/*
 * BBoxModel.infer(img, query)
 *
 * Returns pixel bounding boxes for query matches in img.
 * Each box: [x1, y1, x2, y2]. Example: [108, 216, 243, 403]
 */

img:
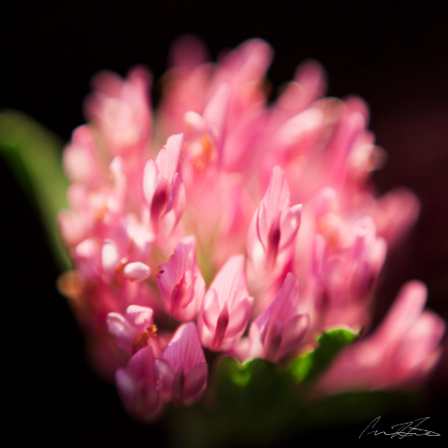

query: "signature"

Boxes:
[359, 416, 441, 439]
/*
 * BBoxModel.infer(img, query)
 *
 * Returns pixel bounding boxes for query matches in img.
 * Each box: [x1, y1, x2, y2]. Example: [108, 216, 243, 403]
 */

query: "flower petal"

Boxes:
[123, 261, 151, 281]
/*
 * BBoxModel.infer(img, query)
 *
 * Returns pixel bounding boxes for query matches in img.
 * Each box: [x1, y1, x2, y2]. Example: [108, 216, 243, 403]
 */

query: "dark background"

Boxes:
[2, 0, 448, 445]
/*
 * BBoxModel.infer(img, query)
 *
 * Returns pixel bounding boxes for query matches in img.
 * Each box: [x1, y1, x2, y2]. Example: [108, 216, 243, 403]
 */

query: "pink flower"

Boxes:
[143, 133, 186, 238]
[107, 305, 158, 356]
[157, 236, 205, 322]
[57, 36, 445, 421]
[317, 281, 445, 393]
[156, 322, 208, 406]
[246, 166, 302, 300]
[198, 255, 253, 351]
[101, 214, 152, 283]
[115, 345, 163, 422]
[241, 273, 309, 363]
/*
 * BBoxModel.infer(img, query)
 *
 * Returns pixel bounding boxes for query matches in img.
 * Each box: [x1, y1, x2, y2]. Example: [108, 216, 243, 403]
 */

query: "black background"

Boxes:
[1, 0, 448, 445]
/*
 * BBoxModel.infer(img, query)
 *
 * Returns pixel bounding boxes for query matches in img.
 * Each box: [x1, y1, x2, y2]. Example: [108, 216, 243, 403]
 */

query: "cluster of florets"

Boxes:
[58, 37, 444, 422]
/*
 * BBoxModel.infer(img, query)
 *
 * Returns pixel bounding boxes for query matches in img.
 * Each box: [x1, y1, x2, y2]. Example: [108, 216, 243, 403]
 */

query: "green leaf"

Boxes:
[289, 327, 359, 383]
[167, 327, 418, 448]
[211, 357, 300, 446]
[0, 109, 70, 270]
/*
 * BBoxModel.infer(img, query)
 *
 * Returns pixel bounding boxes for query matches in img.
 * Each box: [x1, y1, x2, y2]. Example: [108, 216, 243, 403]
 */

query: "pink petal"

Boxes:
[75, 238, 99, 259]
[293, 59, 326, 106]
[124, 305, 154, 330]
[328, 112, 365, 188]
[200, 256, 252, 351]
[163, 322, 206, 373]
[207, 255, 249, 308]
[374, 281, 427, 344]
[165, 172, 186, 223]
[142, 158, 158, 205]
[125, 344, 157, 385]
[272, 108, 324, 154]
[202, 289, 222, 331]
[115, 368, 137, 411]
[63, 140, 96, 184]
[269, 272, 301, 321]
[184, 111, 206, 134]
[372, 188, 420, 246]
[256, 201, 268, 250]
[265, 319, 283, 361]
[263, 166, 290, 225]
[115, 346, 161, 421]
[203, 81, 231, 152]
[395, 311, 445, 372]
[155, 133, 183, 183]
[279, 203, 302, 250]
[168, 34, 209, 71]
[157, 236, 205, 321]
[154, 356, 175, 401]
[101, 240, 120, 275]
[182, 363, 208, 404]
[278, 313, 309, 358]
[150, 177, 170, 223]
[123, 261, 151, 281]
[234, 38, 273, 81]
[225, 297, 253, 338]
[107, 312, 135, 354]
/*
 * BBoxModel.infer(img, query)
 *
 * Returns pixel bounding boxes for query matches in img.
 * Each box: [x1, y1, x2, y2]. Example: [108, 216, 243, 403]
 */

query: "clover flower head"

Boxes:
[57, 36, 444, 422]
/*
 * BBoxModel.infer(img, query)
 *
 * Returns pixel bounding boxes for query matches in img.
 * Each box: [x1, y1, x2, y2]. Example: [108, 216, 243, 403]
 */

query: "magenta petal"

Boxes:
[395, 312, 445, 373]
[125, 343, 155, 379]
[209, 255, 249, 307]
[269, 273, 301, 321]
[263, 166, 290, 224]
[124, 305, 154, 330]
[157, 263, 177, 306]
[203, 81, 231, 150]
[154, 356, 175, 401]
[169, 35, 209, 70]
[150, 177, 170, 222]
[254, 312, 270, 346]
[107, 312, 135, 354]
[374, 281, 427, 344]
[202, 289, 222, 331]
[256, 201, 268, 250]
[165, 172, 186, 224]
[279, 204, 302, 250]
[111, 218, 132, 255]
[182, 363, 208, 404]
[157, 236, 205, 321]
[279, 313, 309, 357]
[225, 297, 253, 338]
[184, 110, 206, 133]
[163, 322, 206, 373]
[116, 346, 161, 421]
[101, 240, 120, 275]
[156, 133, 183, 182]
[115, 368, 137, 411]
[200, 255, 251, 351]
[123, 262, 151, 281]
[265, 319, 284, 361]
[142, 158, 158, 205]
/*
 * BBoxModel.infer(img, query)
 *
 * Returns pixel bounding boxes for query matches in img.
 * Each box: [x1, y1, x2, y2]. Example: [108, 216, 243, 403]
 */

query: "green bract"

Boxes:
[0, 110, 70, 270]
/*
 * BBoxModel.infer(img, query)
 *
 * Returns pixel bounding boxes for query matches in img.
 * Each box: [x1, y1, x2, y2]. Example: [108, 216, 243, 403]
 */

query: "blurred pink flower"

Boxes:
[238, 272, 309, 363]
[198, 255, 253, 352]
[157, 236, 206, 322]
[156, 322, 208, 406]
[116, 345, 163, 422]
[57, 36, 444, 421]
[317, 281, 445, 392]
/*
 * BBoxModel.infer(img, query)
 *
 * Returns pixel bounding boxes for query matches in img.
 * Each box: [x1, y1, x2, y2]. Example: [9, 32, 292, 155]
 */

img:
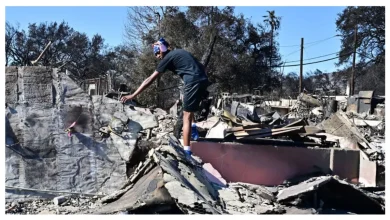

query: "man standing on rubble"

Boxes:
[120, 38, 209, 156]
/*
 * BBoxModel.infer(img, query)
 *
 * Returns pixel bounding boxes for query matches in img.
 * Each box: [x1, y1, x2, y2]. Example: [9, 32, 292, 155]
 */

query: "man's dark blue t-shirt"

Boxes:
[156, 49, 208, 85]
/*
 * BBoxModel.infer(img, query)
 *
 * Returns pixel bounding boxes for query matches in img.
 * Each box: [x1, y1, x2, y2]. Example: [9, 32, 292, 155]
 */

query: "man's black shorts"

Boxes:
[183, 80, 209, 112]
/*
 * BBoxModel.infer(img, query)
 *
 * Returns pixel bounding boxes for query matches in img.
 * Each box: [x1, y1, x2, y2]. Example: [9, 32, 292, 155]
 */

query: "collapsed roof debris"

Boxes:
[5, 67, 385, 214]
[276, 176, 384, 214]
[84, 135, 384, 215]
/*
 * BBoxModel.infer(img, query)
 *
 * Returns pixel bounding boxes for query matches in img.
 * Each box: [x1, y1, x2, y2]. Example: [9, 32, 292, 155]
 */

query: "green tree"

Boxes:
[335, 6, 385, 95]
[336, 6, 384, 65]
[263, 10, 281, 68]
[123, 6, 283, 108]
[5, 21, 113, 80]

==============================

▶ _Instructions to follow_
Each record above should be restated word for word. The pictures should not appear.

▶ _Answer section_
/*
 * BBoxModel.infer(img, query)
 *
 * Returns pixel bounding boxes for query matches in img.
 * Each box: [x1, y1, x2, y2]. Example: [108, 216, 243, 403]
 */

img:

query: "signature"

Boxes:
[359, 416, 441, 439]
/*
 * BBoxModel.infer(img, query)
 *
 * Returns pixel bounding boxes for query matches in img.
 * Each box: [x1, y1, x2, y2]. Example: [108, 216, 243, 403]
 */

query: "flower petal"

Boxes:
[123, 261, 151, 281]
/*
 * BBoxModel.infer(img, query)
 *
 * Returns pixel bounding boxes for query matches in img.
 * Each box: [x1, y1, x2, y2]. Example: [108, 216, 243, 403]
 */

query: "dark background"

Boxes:
[2, 0, 448, 445]
/*
 * BBoxModel.infer(img, query)
 *
 * Returns pixel bounding boxes for query matches in img.
 * Each box: [x1, y1, x2, y2]. Example: [108, 216, 243, 403]
 */

query: "pink flower"

Boxes:
[143, 133, 186, 238]
[107, 305, 158, 356]
[157, 236, 205, 322]
[57, 36, 445, 421]
[317, 281, 445, 393]
[156, 322, 208, 406]
[246, 166, 302, 300]
[198, 255, 253, 351]
[101, 214, 152, 283]
[115, 345, 163, 422]
[241, 273, 309, 363]
/*
 * BBoxModel.infer(img, query)
 *
 * Returns pixel bounding boxes for query matches in img.
 * Each box: [x1, y1, x2, y2]. Example: [108, 216, 243, 403]
 */

query: "black background"

Boxes:
[1, 0, 448, 445]
/*
 * BBoxModel.infer(img, query)
 *
 * Returns pixel bounding boxes for query matches in img.
 * Each box: [x1, y1, x2, y2]. Example: [108, 216, 243, 403]
 */

query: "cluster of florets"

Boxes:
[58, 37, 444, 422]
/*
 * BBoxModel.infer(img, query)
 *
 * Returns pixel bounding boxes for query matches in img.
 * Each box: [x1, y1, x2, y2]. Example: [108, 216, 243, 403]
 */

query: "green leaf"

Boxes:
[289, 327, 359, 383]
[167, 327, 418, 448]
[211, 357, 300, 446]
[0, 109, 70, 270]
/*
 * BBoxModel.infer(img, query)
 *
 * Returns pixel bounding boxes for query matches in img.
 * Each box: [x1, y1, x2, y2]. Example: [108, 216, 243, 403]
 */

query: "pink petal"

Boxes:
[75, 238, 99, 259]
[293, 59, 326, 106]
[124, 305, 154, 330]
[328, 112, 365, 188]
[200, 256, 252, 351]
[163, 322, 206, 373]
[207, 255, 249, 308]
[374, 281, 427, 344]
[165, 172, 186, 223]
[142, 158, 158, 205]
[125, 344, 157, 385]
[272, 108, 324, 154]
[202, 289, 222, 331]
[115, 368, 137, 411]
[63, 140, 96, 184]
[269, 272, 301, 321]
[184, 111, 206, 134]
[372, 188, 420, 246]
[256, 201, 268, 250]
[265, 319, 283, 361]
[263, 166, 290, 225]
[115, 346, 161, 421]
[203, 81, 231, 152]
[395, 311, 445, 372]
[155, 133, 183, 183]
[279, 203, 302, 250]
[168, 34, 209, 71]
[157, 236, 205, 321]
[154, 356, 175, 401]
[101, 240, 120, 275]
[182, 363, 208, 404]
[278, 313, 309, 358]
[150, 177, 170, 223]
[123, 261, 151, 281]
[234, 38, 273, 81]
[225, 297, 253, 338]
[107, 312, 135, 354]
/*
 * BBoxModel.infer(img, query)
 *
 * Returns pixel bounding boxes for query matches in img.
 * Each box: [x1, y1, x2, y2]. Example: [108, 216, 243, 403]
 */

query: "clover flower head"

Boxes:
[57, 36, 444, 422]
/*
 * BBoxModel.infer(img, query)
 *
 * Returns pixel bounding boxes for query matches in img.
 * Each box: [x1, y1, x2, y2]. Example: [108, 216, 243, 403]
 */

query: "magenta petal"

Boxes:
[395, 312, 445, 373]
[125, 343, 155, 379]
[209, 255, 249, 307]
[269, 273, 301, 321]
[263, 166, 290, 224]
[124, 305, 154, 330]
[157, 263, 177, 306]
[203, 81, 231, 150]
[154, 356, 175, 401]
[169, 35, 209, 70]
[150, 177, 170, 222]
[254, 312, 270, 346]
[107, 312, 135, 354]
[374, 281, 427, 344]
[202, 289, 222, 331]
[256, 201, 268, 250]
[165, 172, 186, 224]
[279, 204, 302, 250]
[111, 218, 132, 255]
[182, 363, 208, 404]
[157, 236, 205, 321]
[279, 313, 309, 357]
[225, 297, 253, 338]
[184, 110, 206, 133]
[163, 322, 206, 373]
[116, 346, 161, 421]
[101, 240, 120, 275]
[156, 133, 183, 182]
[115, 368, 137, 411]
[200, 255, 251, 351]
[123, 262, 151, 281]
[265, 319, 284, 361]
[142, 158, 158, 205]
/*
 * BBoxModel.infer(img, query)
 *
 * Returns pixel bounding boxes for query matches in img.
 * Each box: [x1, y1, x2, y2]. Example: [108, 216, 243, 403]
 */

query: "green bract"

Boxes:
[0, 110, 70, 270]
/*
 * BBoxModel.infer(img, query)
 *
 * Returns pixel bounding boxes for query matches in img.
 * Each box: [x1, y1, x2, y2]. Example: [108, 216, 243, 403]
 */

query: "blurred pink flower"

Boxes:
[238, 272, 309, 363]
[198, 255, 253, 352]
[157, 236, 206, 322]
[156, 322, 208, 406]
[116, 345, 163, 422]
[57, 36, 444, 421]
[317, 281, 445, 392]
/*
 * BBoxModel.infer(img, query)
 *
 * Returns pixel bounding boxes for query matches in img.
 * Each box: [x1, y1, x2, y2]. Example: [9, 32, 292, 155]
 */

img:

query: "man standing on rubble"

Boxes:
[120, 38, 209, 156]
/*
 * BBoxModel.infer(img, query)
 *
 * Returns pixel bounding boxes for query matches in img.
 * Each box: [x1, y1, x2, y2]. Example: [9, 32, 292, 155]
 */

query: "man's dark blue t-shirt"

Boxes:
[156, 49, 208, 85]
/*
 * BBoxModel.infer(img, query)
 *
 * Returns pixel bounding boxes for query matches in img.
 * Each box: [x1, y1, x2, y2]. Example: [9, 32, 292, 155]
 */

query: "man's black shorts"

Boxes:
[183, 80, 209, 112]
/*
 * BBoxModel.infer(img, query)
 *
 * Returns pixel bounding boxes for query matches in img.
 * Each box: [x1, y1, x2, y2]. Example: [9, 32, 292, 155]
 */

query: "collapsed roof debris"

Boxes:
[5, 67, 385, 214]
[276, 176, 384, 214]
[84, 135, 384, 215]
/*
 * BBoxModel.infer(img, query)
 *
 * Returns pixel bounding boxes for query matches in img.
 * Each box: [x1, y1, x2, y2]. Example: [9, 32, 292, 155]
 */

query: "green tree"

Boxes:
[335, 6, 385, 95]
[336, 6, 384, 65]
[263, 10, 281, 68]
[123, 6, 283, 108]
[5, 21, 113, 80]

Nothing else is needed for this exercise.